[Trigger Warning suicide, hôpital (psychiatrique), enfermement.]
Les brancardiers sont
arrivés, deux hommes grands, énormes, je me souviens les avoir à
peine regardé quand ils sont arrivé tant j'en avais pas grand chose
à faire. C'était la deuxième fois que je sortais de cette chambre
d'hôpital depuis qu'on m'avait réanimé, j'essayais de retrouver
l'automatisme un peu étrange de marcher, celui d'accorder ses
mouvements et si j'avais fait mine d'être presque ok pour l'hôpital
psychiatrique quand ma mère est arrivée pour venir m'apporter mes
affaires, le brancard, les sacs, son regard, m'a fait réaliser où
je partais vraiment. Je partais me faire interner. Maman m'a dit que
ce n'était pas le cas, qu'on internait les fous à l'asile, mais à
ce que je sache, j'étais folle et on me mettait moi aussi dans un
asile. Je l'avais déjà supplié la veille de ne pas m'y placer, de
me ramener à la maison et de juste me laisser me réadapter, mais
elle avait refusé. J'ai pleuré pleuré fort. Mais là, devant le
brancards, une fois les sacs embarqués, je me suis juste sentie
prise au piège, encore plus qu'avant. Et je pensais que jamais de ma
vie je n'allais me sentir aussi contrainte, mais j'avais tort. On m'a
fait m'allonger sur le matelas entouré de métal et les hommes m'ont
soulevés, j'ai pensé qu'ils étaient extrêmement forts mais cette
pensée à vite été chassée par les larmes silencieuses de la peur
qui me grattait le ventre. Je ne savais pas où j'allais, tout ce
qu'on m'avait dit c'était que c'était un hôpital psychiatrique, en
Picardie. Après j'ai su que c'était à Clermont, dans l'Oise. J'ai
retrouvé mon téléphone, envoyé quelques sms, ma copine me
manquait à n'en plus pouvoir, mon meilleur ami et ses mots
rassurants étaient comme une part de moi à laquelle je n'avais plus
accès. On m'a fait monter dans l'ambulance et commencé à rouler.

▸ **Données sources**
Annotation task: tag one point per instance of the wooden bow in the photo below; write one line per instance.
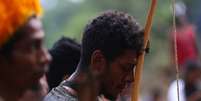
(139, 67)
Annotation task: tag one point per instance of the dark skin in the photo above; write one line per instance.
(104, 77)
(26, 63)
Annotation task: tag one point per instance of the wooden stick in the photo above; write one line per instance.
(139, 67)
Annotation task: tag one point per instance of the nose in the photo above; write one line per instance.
(45, 57)
(129, 77)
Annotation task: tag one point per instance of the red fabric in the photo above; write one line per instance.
(186, 46)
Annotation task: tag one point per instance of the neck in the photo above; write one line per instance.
(87, 84)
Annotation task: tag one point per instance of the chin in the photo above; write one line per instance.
(111, 97)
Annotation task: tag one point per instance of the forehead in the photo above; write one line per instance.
(127, 56)
(32, 30)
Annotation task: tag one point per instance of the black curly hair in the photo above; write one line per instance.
(112, 32)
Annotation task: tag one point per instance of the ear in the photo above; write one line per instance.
(98, 63)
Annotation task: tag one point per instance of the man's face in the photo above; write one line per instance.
(29, 59)
(119, 74)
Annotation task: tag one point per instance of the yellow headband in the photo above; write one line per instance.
(14, 13)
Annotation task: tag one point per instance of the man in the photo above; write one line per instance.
(23, 58)
(65, 54)
(110, 47)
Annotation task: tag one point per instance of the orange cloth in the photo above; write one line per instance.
(14, 13)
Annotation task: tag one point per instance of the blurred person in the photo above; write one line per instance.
(189, 85)
(23, 58)
(185, 36)
(65, 54)
(36, 94)
(110, 48)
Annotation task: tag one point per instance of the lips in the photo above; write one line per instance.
(121, 87)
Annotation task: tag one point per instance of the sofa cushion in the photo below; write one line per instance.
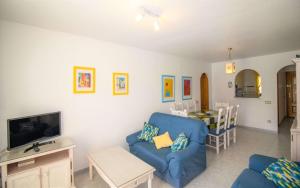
(195, 130)
(162, 141)
(283, 173)
(148, 153)
(148, 132)
(252, 179)
(180, 143)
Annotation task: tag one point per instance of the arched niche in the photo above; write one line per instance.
(248, 84)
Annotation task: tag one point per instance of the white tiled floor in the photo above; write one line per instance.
(224, 168)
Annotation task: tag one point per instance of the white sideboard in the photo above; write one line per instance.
(52, 168)
(295, 130)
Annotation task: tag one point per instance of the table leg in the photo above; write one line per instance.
(150, 182)
(91, 170)
(4, 175)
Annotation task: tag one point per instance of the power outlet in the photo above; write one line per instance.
(268, 102)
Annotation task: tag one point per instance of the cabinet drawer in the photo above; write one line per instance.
(29, 178)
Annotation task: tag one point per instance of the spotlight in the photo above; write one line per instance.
(139, 17)
(156, 25)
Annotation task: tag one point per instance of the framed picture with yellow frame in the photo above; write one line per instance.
(120, 83)
(84, 80)
(168, 88)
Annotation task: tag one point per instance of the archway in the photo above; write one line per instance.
(204, 90)
(286, 93)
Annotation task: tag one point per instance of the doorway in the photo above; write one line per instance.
(286, 93)
(204, 90)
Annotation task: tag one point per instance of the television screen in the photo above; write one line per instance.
(25, 130)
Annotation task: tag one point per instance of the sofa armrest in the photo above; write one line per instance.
(185, 154)
(132, 139)
(260, 162)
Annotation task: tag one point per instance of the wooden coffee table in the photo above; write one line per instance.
(119, 168)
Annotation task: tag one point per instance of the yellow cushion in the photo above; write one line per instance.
(162, 141)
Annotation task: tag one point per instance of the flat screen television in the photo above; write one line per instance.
(26, 130)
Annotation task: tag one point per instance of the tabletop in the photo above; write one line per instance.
(209, 117)
(119, 165)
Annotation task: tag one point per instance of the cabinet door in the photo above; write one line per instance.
(29, 178)
(57, 175)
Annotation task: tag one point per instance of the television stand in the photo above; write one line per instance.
(52, 167)
(35, 146)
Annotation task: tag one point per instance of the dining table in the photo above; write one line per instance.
(210, 117)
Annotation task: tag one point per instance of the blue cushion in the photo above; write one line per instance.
(180, 143)
(148, 153)
(283, 173)
(214, 132)
(195, 130)
(252, 179)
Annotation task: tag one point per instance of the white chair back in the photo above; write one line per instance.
(222, 119)
(233, 115)
(219, 105)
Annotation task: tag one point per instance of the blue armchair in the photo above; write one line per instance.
(252, 176)
(177, 168)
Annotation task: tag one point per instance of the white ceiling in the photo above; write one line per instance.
(200, 29)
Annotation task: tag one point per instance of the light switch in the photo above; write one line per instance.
(268, 102)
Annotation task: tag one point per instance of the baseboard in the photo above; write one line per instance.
(81, 171)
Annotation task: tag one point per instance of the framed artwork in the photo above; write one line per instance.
(84, 79)
(168, 88)
(120, 83)
(186, 88)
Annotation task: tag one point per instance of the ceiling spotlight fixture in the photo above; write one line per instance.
(139, 17)
(151, 12)
(156, 25)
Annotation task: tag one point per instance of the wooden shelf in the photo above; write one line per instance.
(39, 161)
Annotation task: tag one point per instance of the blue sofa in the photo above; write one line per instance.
(177, 168)
(252, 177)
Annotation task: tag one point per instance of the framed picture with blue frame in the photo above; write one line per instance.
(186, 88)
(168, 88)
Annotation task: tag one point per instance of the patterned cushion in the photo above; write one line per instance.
(162, 141)
(284, 174)
(148, 132)
(180, 143)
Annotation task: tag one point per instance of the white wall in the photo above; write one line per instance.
(253, 111)
(36, 77)
(281, 95)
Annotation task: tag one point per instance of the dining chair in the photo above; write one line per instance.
(221, 105)
(218, 134)
(232, 123)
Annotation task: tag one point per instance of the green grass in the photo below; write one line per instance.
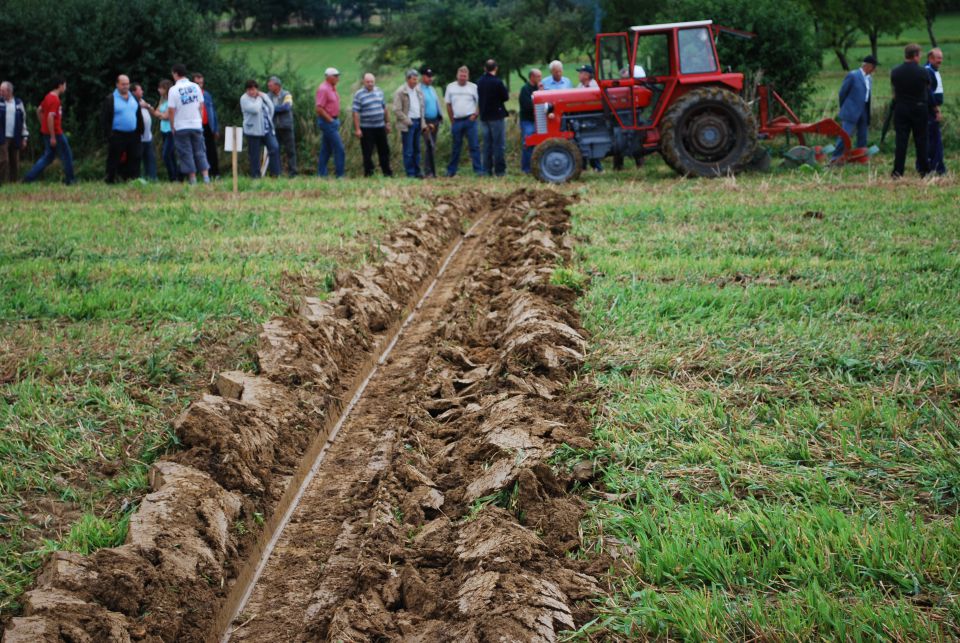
(116, 305)
(308, 56)
(779, 432)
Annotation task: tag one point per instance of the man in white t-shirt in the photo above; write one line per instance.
(186, 122)
(463, 108)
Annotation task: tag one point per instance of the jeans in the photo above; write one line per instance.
(527, 128)
(375, 137)
(430, 147)
(411, 150)
(331, 145)
(191, 151)
(464, 127)
(856, 128)
(49, 153)
(254, 146)
(123, 156)
(494, 147)
(168, 152)
(288, 143)
(149, 157)
(910, 119)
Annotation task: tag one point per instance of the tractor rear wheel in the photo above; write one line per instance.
(708, 132)
(556, 160)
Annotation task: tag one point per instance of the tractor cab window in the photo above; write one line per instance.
(696, 51)
(614, 55)
(653, 57)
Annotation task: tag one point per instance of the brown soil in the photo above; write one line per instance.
(433, 515)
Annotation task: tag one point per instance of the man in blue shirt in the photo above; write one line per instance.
(122, 124)
(556, 79)
(433, 116)
(855, 104)
(371, 124)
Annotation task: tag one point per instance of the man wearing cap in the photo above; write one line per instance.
(528, 125)
(371, 124)
(283, 122)
(911, 89)
(556, 79)
(328, 120)
(408, 102)
(463, 108)
(432, 117)
(934, 135)
(492, 95)
(855, 104)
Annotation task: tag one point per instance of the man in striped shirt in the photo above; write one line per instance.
(371, 124)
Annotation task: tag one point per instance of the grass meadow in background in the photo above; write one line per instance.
(778, 443)
(116, 306)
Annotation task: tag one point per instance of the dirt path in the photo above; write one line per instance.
(399, 535)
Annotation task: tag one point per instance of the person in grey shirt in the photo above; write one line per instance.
(283, 122)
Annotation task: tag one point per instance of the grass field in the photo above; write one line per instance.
(116, 305)
(778, 442)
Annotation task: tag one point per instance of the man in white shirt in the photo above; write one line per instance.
(463, 108)
(186, 123)
(408, 110)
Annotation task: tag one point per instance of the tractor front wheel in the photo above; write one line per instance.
(708, 132)
(556, 160)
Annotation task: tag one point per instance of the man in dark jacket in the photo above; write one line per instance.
(122, 122)
(13, 133)
(911, 86)
(528, 123)
(492, 95)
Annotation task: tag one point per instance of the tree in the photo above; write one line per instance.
(835, 22)
(784, 48)
(875, 17)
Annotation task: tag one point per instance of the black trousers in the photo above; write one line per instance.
(375, 137)
(210, 143)
(910, 119)
(123, 156)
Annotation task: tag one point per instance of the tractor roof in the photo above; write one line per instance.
(672, 25)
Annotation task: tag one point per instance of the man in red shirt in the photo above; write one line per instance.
(54, 140)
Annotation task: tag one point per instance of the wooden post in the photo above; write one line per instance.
(236, 144)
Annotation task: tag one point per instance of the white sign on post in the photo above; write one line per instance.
(233, 134)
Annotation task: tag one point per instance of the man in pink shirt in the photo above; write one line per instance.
(328, 120)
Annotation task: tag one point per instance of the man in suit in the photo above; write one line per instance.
(855, 104)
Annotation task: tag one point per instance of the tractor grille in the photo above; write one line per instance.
(540, 117)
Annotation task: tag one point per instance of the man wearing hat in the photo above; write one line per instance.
(328, 120)
(408, 111)
(855, 104)
(432, 117)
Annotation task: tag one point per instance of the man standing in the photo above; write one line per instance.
(257, 109)
(586, 77)
(528, 123)
(432, 116)
(211, 127)
(855, 104)
(13, 133)
(328, 120)
(911, 85)
(408, 103)
(463, 107)
(283, 122)
(492, 95)
(122, 122)
(147, 154)
(557, 80)
(55, 142)
(935, 137)
(371, 124)
(184, 107)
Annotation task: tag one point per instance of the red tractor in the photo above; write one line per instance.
(661, 89)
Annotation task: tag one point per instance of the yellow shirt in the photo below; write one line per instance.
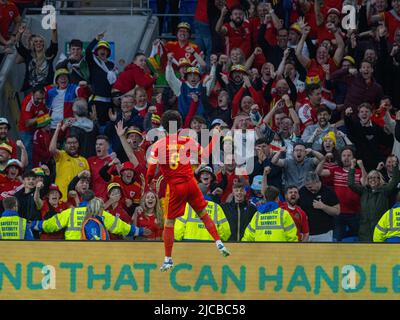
(67, 168)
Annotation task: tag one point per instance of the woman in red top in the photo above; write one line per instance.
(149, 215)
(115, 205)
(49, 207)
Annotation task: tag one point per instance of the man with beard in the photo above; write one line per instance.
(295, 170)
(271, 223)
(129, 117)
(4, 128)
(347, 223)
(75, 63)
(26, 200)
(182, 48)
(314, 133)
(321, 205)
(185, 89)
(103, 74)
(391, 19)
(32, 107)
(239, 212)
(237, 31)
(68, 161)
(261, 160)
(49, 206)
(228, 176)
(130, 183)
(361, 86)
(298, 215)
(322, 62)
(77, 188)
(10, 182)
(308, 111)
(99, 186)
(6, 153)
(367, 136)
(333, 16)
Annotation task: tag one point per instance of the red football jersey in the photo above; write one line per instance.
(150, 222)
(99, 186)
(239, 38)
(392, 22)
(299, 217)
(131, 191)
(173, 154)
(8, 12)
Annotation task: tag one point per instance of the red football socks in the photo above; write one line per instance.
(210, 226)
(168, 240)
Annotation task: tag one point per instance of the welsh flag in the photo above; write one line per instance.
(154, 64)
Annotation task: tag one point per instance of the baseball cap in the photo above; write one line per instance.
(113, 185)
(6, 147)
(103, 44)
(257, 183)
(192, 70)
(155, 119)
(207, 169)
(54, 187)
(330, 135)
(127, 166)
(183, 62)
(14, 162)
(43, 120)
(38, 171)
(184, 25)
(334, 11)
(218, 122)
(133, 130)
(239, 68)
(4, 121)
(350, 59)
(295, 27)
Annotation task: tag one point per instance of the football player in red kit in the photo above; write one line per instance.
(172, 153)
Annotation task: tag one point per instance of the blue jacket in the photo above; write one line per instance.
(267, 207)
(28, 231)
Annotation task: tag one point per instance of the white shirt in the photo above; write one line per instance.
(57, 108)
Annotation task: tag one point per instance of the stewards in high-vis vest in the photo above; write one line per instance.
(388, 227)
(12, 226)
(190, 227)
(73, 218)
(271, 223)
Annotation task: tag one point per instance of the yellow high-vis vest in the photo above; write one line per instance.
(190, 227)
(72, 220)
(272, 226)
(12, 228)
(388, 226)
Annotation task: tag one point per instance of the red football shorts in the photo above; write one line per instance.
(181, 193)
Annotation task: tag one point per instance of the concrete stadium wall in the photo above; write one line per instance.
(124, 30)
(263, 271)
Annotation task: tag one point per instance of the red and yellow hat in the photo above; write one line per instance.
(127, 166)
(183, 62)
(54, 187)
(238, 68)
(6, 147)
(133, 130)
(43, 120)
(192, 70)
(155, 119)
(113, 185)
(295, 27)
(184, 25)
(312, 79)
(103, 44)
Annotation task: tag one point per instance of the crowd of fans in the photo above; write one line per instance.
(320, 103)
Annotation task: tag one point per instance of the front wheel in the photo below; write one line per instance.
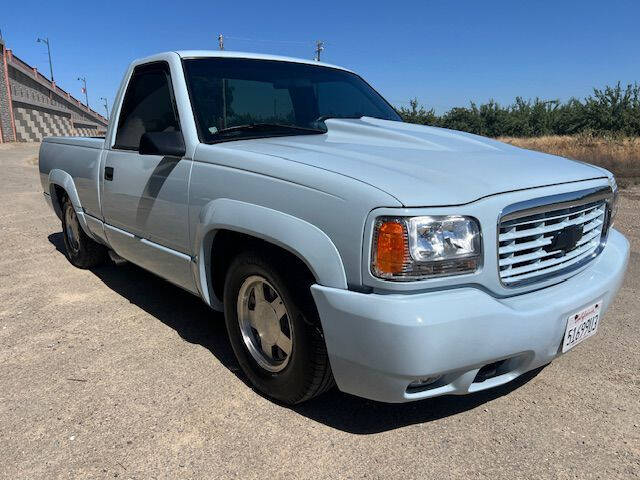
(274, 330)
(82, 251)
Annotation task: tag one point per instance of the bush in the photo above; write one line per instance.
(608, 111)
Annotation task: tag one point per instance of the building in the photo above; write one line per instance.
(33, 107)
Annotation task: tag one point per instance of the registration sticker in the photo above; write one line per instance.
(581, 325)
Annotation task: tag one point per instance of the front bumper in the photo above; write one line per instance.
(379, 344)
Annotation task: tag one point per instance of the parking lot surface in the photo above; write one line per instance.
(115, 373)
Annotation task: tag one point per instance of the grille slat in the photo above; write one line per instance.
(541, 253)
(546, 219)
(514, 233)
(522, 241)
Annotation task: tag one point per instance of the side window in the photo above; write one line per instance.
(147, 107)
(339, 97)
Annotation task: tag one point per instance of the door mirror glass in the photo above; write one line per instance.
(168, 144)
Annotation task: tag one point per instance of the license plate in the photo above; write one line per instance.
(581, 325)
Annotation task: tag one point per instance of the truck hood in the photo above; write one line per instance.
(420, 165)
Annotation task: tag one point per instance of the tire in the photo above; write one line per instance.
(81, 250)
(292, 377)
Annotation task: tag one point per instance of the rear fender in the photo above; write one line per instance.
(65, 181)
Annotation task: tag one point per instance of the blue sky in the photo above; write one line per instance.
(445, 53)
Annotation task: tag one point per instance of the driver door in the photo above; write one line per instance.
(144, 197)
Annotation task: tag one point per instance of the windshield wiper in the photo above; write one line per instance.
(266, 127)
(322, 118)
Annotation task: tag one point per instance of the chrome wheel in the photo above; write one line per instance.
(72, 229)
(264, 323)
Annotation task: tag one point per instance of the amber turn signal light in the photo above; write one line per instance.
(391, 248)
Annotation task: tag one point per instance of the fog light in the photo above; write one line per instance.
(423, 382)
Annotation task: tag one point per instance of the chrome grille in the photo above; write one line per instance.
(525, 251)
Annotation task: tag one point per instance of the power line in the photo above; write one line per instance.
(263, 40)
(319, 49)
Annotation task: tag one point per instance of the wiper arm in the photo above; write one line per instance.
(322, 118)
(261, 127)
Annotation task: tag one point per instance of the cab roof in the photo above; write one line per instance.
(255, 56)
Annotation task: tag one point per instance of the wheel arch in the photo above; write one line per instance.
(61, 184)
(304, 241)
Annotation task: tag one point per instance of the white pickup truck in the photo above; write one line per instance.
(397, 261)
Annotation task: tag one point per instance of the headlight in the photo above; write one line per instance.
(614, 201)
(414, 248)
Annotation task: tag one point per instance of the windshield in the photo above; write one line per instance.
(236, 98)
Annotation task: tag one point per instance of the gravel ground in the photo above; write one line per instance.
(116, 373)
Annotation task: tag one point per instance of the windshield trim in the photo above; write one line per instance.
(201, 136)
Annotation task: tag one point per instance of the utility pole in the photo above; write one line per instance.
(106, 106)
(84, 89)
(46, 42)
(319, 49)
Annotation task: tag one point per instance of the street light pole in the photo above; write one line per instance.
(84, 89)
(46, 42)
(106, 106)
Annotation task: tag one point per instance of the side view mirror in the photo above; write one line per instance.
(168, 144)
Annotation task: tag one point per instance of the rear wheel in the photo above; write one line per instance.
(274, 330)
(82, 251)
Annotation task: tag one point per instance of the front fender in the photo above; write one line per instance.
(301, 238)
(64, 180)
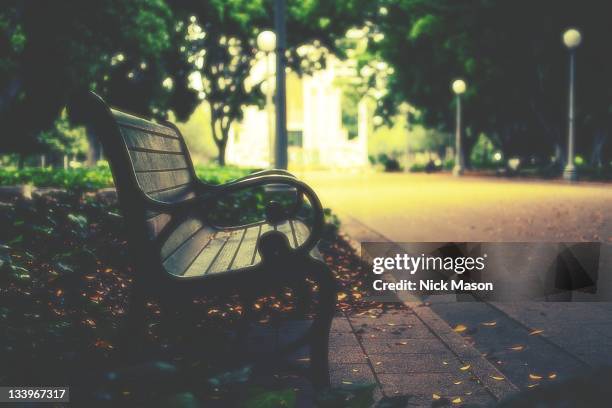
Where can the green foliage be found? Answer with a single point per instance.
(516, 76)
(87, 179)
(55, 48)
(63, 139)
(74, 179)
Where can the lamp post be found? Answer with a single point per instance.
(459, 86)
(266, 42)
(281, 97)
(572, 39)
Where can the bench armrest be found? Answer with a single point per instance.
(212, 194)
(267, 177)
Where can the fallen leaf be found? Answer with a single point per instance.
(460, 328)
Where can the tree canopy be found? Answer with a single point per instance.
(515, 64)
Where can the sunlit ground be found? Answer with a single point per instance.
(439, 207)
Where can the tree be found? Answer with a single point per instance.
(52, 49)
(516, 72)
(222, 48)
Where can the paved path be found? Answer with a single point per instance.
(527, 344)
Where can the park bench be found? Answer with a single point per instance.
(178, 250)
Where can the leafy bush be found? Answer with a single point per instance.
(77, 179)
(93, 178)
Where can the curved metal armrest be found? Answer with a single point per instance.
(259, 181)
(269, 172)
(214, 193)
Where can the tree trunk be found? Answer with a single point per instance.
(220, 140)
(599, 140)
(94, 151)
(221, 157)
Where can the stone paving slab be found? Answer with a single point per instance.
(417, 366)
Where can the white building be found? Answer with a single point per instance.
(317, 136)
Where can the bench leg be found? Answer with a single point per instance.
(319, 332)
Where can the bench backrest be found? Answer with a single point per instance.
(147, 159)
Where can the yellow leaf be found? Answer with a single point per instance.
(460, 328)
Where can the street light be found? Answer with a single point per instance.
(572, 39)
(266, 42)
(459, 86)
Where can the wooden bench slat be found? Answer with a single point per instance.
(228, 253)
(180, 260)
(179, 236)
(246, 251)
(207, 255)
(142, 161)
(136, 139)
(300, 230)
(157, 182)
(285, 228)
(175, 194)
(157, 223)
(141, 124)
(264, 228)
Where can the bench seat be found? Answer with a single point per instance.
(180, 253)
(194, 249)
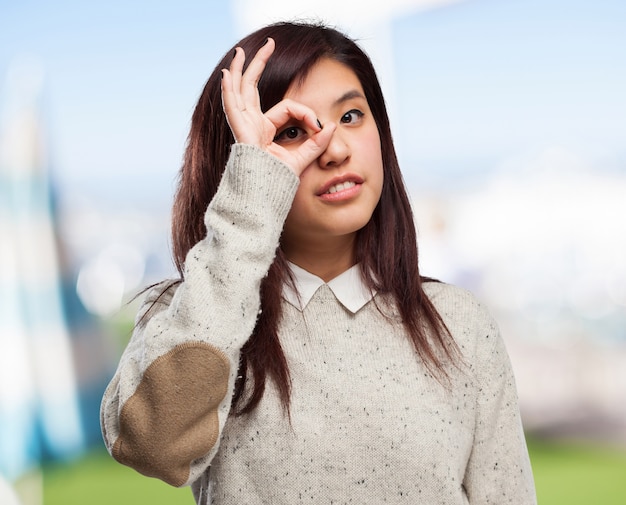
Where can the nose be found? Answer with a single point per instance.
(337, 152)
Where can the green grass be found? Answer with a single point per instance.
(578, 473)
(97, 479)
(565, 474)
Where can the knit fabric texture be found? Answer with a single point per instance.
(368, 423)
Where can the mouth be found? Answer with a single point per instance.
(340, 187)
(338, 184)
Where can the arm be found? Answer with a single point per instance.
(499, 469)
(163, 411)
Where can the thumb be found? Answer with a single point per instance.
(313, 147)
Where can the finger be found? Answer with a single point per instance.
(252, 75)
(229, 103)
(287, 110)
(235, 70)
(313, 147)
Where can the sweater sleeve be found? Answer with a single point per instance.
(499, 469)
(167, 403)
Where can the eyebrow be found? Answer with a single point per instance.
(349, 95)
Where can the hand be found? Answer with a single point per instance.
(242, 106)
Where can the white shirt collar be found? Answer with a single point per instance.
(348, 287)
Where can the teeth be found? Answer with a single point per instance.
(341, 186)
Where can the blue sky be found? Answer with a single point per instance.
(476, 83)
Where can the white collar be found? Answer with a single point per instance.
(348, 287)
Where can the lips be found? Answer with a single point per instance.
(339, 184)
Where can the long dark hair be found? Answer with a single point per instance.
(386, 247)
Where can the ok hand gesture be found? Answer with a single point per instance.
(241, 102)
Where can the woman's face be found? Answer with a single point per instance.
(339, 191)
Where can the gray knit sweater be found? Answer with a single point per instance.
(368, 423)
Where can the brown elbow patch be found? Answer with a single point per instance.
(171, 420)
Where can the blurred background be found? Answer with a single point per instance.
(510, 122)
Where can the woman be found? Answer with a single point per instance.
(301, 357)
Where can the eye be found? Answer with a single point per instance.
(289, 135)
(352, 116)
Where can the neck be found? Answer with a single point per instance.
(326, 261)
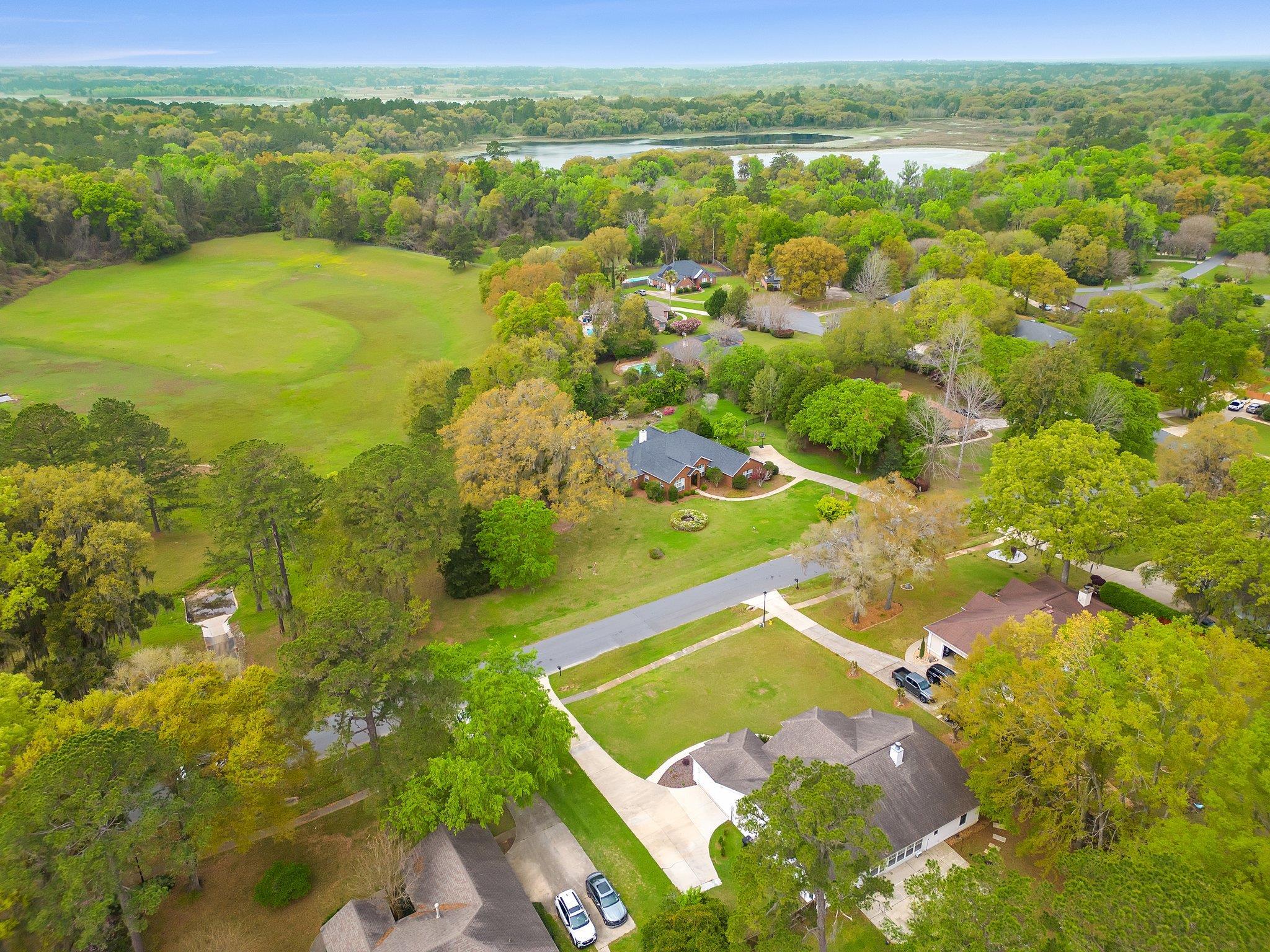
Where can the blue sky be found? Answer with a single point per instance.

▸ **Consigne de travail**
Poursuivez, s'il vous plaît, le récit du transfert vers l'hôpital psychiatrique en reprenant juste après sa dernière phrase.

▸ **Votre réponse**
Un homme, un des brancardiers à commencé à me raconter sa vie. Je
n'avais pas envie d'écouter, je n'avais pas envie qu'il me parle. Je
n'avais pas besoin de connaître sa vie à lui alors que tant
d'autres m’inquiétaient déjà et que je venais de retrouver la
mienne. Il me disait de lui dire s'il me gênait, lui dire si je le
gêne. Non, personne ne dit ça. Personne ne dit à son ambulancier
quand ille sort d'un service de réanimation en vue d'aller dans un
HP « ta gueule mec, j'en ai rien à faire ». J'ai posé
quelques questions, fais mine d'écouter. J'avais mal au crâne, le
trajet n'en finissait pas. Il me parlait de reprendre les études que
j'avais définitivement arrêté depuis novembre suite à une phobie
scolaire sévère.
« Pourquoi tu fais plus d'études ? »
« Parce que je suis
malade »
« Bah j'ai été
obèse j'ai quand même fait des études. »
« C'est bien pour
vous. »
J'ai tourné la tête de
l'autre côté, fermée autant qu'on le peut quand on est dans un
brancard à côté d'un homme chauve de 55 ans qui s'ennuie. La
discussion s'est diminuée jusqu'à ce qu'on finisse par arriver. On
m'a fait patienter plusieurs heures seule dans un accueil, un infirmier a
fini par me parler et noter en un quart d'heure quelques informations
sur moi dans un bureau. C'était un homme agréable, mais je sentais
que c'était parce que j'étais une jeune fille blonde et blanche
qu'il était aussi gentil, il l'a dit plusieurs fois après "vous n'avez pas votre place ici". Deux heures après on m'a fait rencontrer
une psychiatre accompagnée de l'infirmier à qui j'avais
précédemment parlé. Elle était rude, sévère, je me sentais
agressée et non libre, je balançais mes pensées comme je pouvais
« oui j'ai été dans plusieurs relations abusives, oui je me
suis faite violée, oui je connais pas mon père, oui j'ai coupé
contact avec le reste de ma famille, oui oui oui tout ça tout ça
oui j'ai déjà essayé de mourir il y a quelques mois oui oui ».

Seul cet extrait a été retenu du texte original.